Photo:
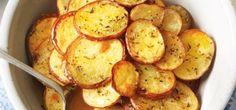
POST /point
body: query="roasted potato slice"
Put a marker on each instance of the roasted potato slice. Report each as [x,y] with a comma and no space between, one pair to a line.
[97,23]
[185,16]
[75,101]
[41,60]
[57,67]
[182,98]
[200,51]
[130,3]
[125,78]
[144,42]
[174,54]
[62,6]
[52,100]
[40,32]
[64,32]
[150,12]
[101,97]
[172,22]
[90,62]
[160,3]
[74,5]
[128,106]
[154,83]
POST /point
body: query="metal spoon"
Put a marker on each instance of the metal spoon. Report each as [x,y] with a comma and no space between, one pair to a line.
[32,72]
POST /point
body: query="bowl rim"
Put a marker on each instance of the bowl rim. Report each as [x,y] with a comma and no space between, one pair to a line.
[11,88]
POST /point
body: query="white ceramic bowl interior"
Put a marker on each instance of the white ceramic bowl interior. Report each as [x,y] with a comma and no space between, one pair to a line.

§

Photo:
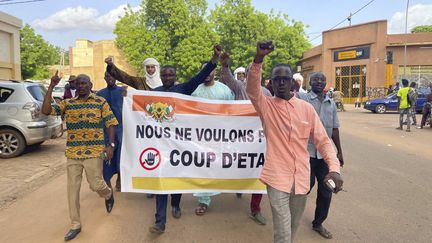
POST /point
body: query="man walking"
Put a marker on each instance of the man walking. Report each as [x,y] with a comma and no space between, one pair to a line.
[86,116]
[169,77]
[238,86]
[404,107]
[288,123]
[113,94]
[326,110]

§

* [What the exercise asks]
Report each line in the rows above that contains the word "space", copying every such line in full.

* [Result of this exercise]
Put a marker on each instance of the roasted potato slice. Report each as [x,y] with a comma and no space between, one pair to a line.
Put a marker on each instance of the metal spoon. Report each as [x,y] with a comma and no space between, one pair to a line.
Put a marker on each instance of the bowl rim. Report each as [x,y] with a comma and no space between, one pair to a line.
Put a marker on each instance of the white ceramic bowl interior. Report each as [x,y] with a comma and no space between, one pair to a line.
Put a marker on each instance of the man walking. Report each as [x,y] with a comma and no space between, one pair to a line.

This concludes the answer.